- WHAT THIS TASK INVOLVES -
Print, please, the line that contains "column 196, row 135" and each line after it to the end of the entries, unchanged and with nothing else.

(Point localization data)

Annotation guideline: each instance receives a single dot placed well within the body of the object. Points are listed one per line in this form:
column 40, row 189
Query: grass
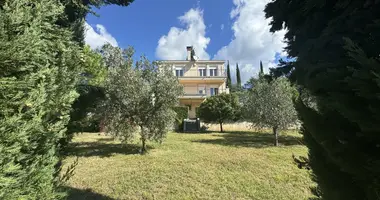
column 235, row 165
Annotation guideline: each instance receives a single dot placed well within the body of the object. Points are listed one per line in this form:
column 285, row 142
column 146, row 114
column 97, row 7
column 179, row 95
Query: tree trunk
column 143, row 147
column 143, row 140
column 275, row 132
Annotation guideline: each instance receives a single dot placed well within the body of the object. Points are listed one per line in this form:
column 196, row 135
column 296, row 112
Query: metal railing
column 194, row 73
column 205, row 93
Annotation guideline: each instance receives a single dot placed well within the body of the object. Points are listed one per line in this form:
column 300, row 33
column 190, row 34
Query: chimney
column 189, row 50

- ANSWER FOR THE TASK -
column 196, row 135
column 296, row 112
Query: metal railing
column 194, row 73
column 205, row 93
Annotation guideline: each instance receives a single dot placed well within the body of the object. Points are listed one per line in this form:
column 300, row 33
column 190, row 34
Query: chimney
column 189, row 50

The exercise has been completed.